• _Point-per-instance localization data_
§
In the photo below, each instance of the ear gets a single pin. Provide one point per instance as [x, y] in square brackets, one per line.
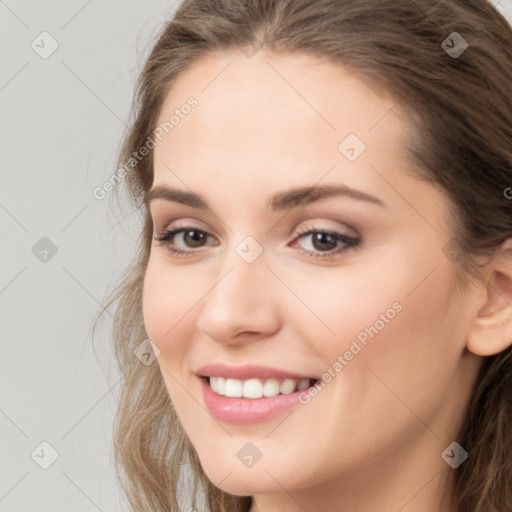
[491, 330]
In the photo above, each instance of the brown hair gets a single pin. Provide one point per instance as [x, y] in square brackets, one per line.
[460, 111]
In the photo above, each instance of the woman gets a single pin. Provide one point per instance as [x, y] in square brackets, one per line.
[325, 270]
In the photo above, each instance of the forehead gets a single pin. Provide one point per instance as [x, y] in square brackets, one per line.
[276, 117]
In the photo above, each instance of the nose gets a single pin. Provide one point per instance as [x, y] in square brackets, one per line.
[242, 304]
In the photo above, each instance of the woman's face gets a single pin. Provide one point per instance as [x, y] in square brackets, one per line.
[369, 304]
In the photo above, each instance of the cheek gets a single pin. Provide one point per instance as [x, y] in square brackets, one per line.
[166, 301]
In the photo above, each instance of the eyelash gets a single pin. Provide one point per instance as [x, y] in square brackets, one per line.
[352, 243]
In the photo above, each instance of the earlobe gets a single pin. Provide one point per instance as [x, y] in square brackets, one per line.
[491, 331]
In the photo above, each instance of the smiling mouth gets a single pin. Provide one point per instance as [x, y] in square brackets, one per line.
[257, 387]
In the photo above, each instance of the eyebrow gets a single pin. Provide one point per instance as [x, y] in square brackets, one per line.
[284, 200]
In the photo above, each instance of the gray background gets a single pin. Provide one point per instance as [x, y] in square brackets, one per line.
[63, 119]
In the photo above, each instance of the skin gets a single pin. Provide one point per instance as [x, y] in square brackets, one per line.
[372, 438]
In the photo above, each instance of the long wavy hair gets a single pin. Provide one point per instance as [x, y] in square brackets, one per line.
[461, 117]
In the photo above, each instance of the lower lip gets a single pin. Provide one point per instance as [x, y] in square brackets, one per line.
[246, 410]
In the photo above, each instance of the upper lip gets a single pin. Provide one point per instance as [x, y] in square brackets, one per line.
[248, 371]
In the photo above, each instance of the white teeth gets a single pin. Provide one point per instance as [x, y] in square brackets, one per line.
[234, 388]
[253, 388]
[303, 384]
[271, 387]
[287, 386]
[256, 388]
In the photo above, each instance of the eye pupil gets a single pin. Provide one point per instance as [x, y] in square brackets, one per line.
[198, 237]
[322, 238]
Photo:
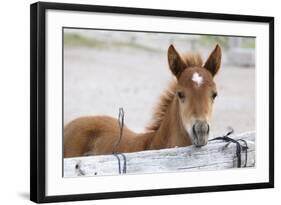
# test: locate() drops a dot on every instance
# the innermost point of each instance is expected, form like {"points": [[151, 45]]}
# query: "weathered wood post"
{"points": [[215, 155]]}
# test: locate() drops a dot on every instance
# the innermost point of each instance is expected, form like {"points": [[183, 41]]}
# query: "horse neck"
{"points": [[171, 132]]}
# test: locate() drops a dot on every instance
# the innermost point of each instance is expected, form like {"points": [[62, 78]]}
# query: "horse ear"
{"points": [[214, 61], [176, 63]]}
§
• _The task_
Which lines of the data contain the string "like"? Copy each of them.

• _Answer section_
# the innermost point of each instance is expected, form like {"points": [[151, 45]]}
# the innermost point of each instance is expected, form like {"points": [[183, 41]]}
# the innermost point of each instance is expected, form like {"points": [[62, 78]]}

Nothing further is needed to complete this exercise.